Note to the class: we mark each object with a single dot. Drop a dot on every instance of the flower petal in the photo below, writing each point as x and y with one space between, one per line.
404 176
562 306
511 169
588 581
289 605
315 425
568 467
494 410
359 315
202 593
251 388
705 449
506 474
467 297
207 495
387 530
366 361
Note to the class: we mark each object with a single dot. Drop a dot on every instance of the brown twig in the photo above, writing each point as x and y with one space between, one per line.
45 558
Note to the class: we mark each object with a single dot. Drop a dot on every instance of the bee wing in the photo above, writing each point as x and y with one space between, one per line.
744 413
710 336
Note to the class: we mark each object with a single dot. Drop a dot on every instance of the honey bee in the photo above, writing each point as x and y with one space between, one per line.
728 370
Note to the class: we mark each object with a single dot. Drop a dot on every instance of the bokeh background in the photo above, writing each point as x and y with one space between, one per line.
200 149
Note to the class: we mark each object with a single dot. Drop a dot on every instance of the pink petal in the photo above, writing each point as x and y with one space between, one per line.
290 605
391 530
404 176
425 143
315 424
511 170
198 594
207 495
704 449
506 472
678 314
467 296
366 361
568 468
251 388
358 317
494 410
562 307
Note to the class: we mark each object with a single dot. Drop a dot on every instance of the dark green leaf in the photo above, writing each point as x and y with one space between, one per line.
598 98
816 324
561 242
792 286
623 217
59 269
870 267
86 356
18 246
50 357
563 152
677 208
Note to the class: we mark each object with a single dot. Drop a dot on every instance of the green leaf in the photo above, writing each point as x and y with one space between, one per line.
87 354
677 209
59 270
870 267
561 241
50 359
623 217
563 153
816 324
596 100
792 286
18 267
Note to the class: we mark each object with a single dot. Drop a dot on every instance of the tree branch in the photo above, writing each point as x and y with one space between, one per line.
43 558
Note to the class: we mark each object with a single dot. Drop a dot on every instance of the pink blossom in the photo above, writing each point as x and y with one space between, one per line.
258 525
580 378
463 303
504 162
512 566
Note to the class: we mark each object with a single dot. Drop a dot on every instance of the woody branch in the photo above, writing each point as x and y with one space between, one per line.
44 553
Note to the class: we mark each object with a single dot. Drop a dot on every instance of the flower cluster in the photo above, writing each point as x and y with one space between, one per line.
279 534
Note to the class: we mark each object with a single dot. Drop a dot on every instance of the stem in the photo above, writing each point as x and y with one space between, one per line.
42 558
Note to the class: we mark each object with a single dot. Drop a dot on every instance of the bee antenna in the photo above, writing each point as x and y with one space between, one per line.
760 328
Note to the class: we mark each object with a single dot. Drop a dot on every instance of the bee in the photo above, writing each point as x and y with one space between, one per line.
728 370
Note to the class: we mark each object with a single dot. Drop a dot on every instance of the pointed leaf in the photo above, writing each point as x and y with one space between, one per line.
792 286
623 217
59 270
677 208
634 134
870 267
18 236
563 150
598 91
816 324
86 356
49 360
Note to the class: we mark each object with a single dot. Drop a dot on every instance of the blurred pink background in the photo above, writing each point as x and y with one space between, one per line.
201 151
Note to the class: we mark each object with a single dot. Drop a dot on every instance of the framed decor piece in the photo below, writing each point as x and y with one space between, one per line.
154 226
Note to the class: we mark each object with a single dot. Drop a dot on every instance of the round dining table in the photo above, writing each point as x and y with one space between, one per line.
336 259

━━━

### Given request
Format every entry above as a two-column CSV headed input and output, with one row per entry. Put each entry's text and its answer in its own quoted field, replacing line breaks with spaces.

### Output of the exercise
input,output
"Note to the class: we mark each object with a single dot. Drop a dot on every instance of the flower petal in the photo below, writing each point as x and y with one space between, one per line.","404 176 562 306 511 169 588 581 289 605 315 425 568 467 494 410 359 315 202 593 251 388 705 449 506 474 467 297 207 495 387 530 366 361"
"Note to the class: we mark each object with a single dot. Drop a dot on every instance of the brown twig in the photo above, writing each point as x and y with one space between, one per line.","45 558"
"Note to the class: we mark each object with a single dot. Drop a dot on every instance of the bee wing in the photo above, writing each point as x and y with one space between, one per line.","744 413 710 336"
"Note to the class: we mark each object with a single dot. Drop a dot on every instance of the honey bee in the photo above, writing each point as x and y with one space between, one per line.","728 370"
"Note to the class: we mark each object with a single dot. Drop a dot on every instance of the bokeh background in the photo above, writing each point as x and y with one space between, one per line.","200 149"
"Note to the class: we mark each object with a single dot. Drop a dot on every instance of the pink petal in the photo above, writing each point as x and y with one space between, one per line.","290 605 391 530 404 176 425 143 315 424 511 170 198 594 207 495 704 449 506 472 678 314 467 296 366 361 568 468 251 388 358 317 494 410 562 307"
"Note to the class: we mark each object with a single dot. Drop a dot on every instance of the dark green leaf in the photo above, writing each point as x and y with one space between, one per line.","598 98 816 324 561 242 792 286 623 217 59 269 870 267 86 356 18 246 50 357 563 152 677 208"
"Note to the class: we mark each object with a single dot. Drop a dot on every instance of the green leaf in the photo above, writing each point as x and y with one space between, one per line.","87 354 677 209 59 270 870 267 561 241 50 359 623 217 563 153 816 324 596 100 792 286 18 267"
"Note to the class: we mark each object with a single dot. Drop a dot on every instance of the tree branch in the photo above, writing each point as x and y with one space between, one per line.","43 558"
"Note to the class: we mark each object with a single dot. Drop a dot on every instance of the pink blossom in the photo above, writing each point as x and y with one space between, one per line.","258 525 580 378 463 303 504 162 512 566"
"Note to the class: we mark each object with a single dot. Drop a dot on every instance of the woody branch in the photo above, writing each point as x and y with one space between, one per line.","44 553"
"Note to the class: we mark each object with a single dot. Drop a dot on every instance of the flower cluster in the photo above, writing each point as x and y with one space between, one per line.","279 534"
"Note to the class: we mark each object with a single dot. Drop a dot on every instance of the stem in the photo above, writing each point as x and y with one space between, one per line.","42 558"
"Note to the class: we mark each object with a single dot. Drop a dot on every instance of the bee antenna in the photo above, writing each point as x and y with one space between, one per line.","760 328"
"Note to the class: we mark each object with a single dot. Drop a dot on every instance of the bee in the photo above, writing each point as x and y with one space between, one per line.","728 370"
"Note to the class: we mark each object with a single dot. Drop a dot on every instance of the pointed leaf in the photo above, writing each point as x and y with one space between, one per line.","792 286 623 217 59 270 677 208 634 134 870 267 18 236 563 150 598 91 816 324 86 356 49 360"
"Note to the class: we mark each object with a single dot. Drop a dot on every instance of the blurred pink background in the photo above, writing each point as x and y with one space between, one per line.","201 151"
"Note to the class: we mark each object with a single dot. Drop a dot on every instance of the framed decor piece in the photo below, writing each point as x and y with one space between, one per line.","154 226"
"Note to the class: we mark each object with a single dot. Drop a dot on every instance of the round dining table in the photo above, writing each point as x and y with one space between, one per line.","336 259"